• PASSAGE PROVIDED
(begin)
It took a decent amount of digging, but it seems like this is trying to be a browser-compatible pubsub system more than a direct websocket replacement. The main thing they're doing is introducing a "mercure hub" between event producers and consumers (browsers) that handles delivery through SSE in a way that tracks subscribers and handles sporadic or interrupted connection.
Most of their clientside examples look pretty simple but they don't seem like they're fully implementing the logic described in "Reconnection, State Reconciliation and Event Sourcing" which seems rather complex. Maybe I'm missing something but it seems like that logic is the entire reason to use this over SSE alone.
Indeed that's how it works. One of the key point of the solution is that you don't need anything client-side. The native EventSource class is all you need (but you can use more advanced SSE client libraries if wanted).
Reconnection and state reconciliation are achieved automatically. The hub implements all the needed features: it stores sent events and automatically resend them at reconnection time if they have been lost. It's possible to do this transparently because browsers will automatically send the ID of the last received message in a Last-Event-ID header when reconnecting. This feature is just often not implemented by SSE servers (because it’s not trivial to do).
It's also possible to ask events received since a specific ID, matching one or several topics just by passing the query parameters defined in the protocol section.
By the way, we are working on a new website that will make these things more clear.
(end)
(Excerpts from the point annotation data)
(begin)
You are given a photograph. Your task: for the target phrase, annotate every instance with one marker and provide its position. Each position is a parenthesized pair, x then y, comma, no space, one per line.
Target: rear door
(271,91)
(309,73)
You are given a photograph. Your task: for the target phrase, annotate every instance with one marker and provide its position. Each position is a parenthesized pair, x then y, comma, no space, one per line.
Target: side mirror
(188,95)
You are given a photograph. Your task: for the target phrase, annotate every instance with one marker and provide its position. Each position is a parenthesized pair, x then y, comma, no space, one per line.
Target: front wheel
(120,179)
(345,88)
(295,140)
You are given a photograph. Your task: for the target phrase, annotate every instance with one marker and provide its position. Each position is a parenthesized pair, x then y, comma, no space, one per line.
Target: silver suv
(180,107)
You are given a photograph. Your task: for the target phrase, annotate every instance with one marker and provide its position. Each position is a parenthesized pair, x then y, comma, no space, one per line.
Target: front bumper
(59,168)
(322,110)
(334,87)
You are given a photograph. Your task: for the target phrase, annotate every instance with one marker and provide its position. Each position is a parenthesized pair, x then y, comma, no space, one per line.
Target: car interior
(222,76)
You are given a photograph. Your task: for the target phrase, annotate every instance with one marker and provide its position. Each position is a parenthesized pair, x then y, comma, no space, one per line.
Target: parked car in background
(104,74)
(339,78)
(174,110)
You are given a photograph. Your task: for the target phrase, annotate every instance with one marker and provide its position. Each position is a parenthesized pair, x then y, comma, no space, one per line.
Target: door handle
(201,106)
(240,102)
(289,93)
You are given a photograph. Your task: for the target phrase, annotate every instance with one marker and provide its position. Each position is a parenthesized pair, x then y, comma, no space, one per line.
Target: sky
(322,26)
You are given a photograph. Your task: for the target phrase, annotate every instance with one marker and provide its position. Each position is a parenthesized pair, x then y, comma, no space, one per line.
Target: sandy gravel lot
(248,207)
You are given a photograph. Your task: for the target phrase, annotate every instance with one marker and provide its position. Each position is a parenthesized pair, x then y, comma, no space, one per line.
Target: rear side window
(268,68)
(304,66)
(end)
• PROBLEM REQUIREMENTS
Please reproduce the passage in the Mercure hub discussion starting at the words "It took a decent" and stopping after "over SSE alone.".

• IN RESPONSE
It took a decent amount of digging, but it seems like this is trying to be a browser-compatible pubsub system more than a direct websocket replacement. The main thing they're doing is introducing a "mercure hub" between event producers and consumers (browsers) that handles delivery through SSE in a way that tracks subscribers and handles sporadic or interrupted connection.
Most of their clientside examples look pretty simple but they don't seem like they're fully implementing the logic described in "Reconnection, State Reconciliation and Event Sourcing" which seems rather complex. Maybe I'm missing something but it seems like that logic is the entire reason to use this over SSE alone.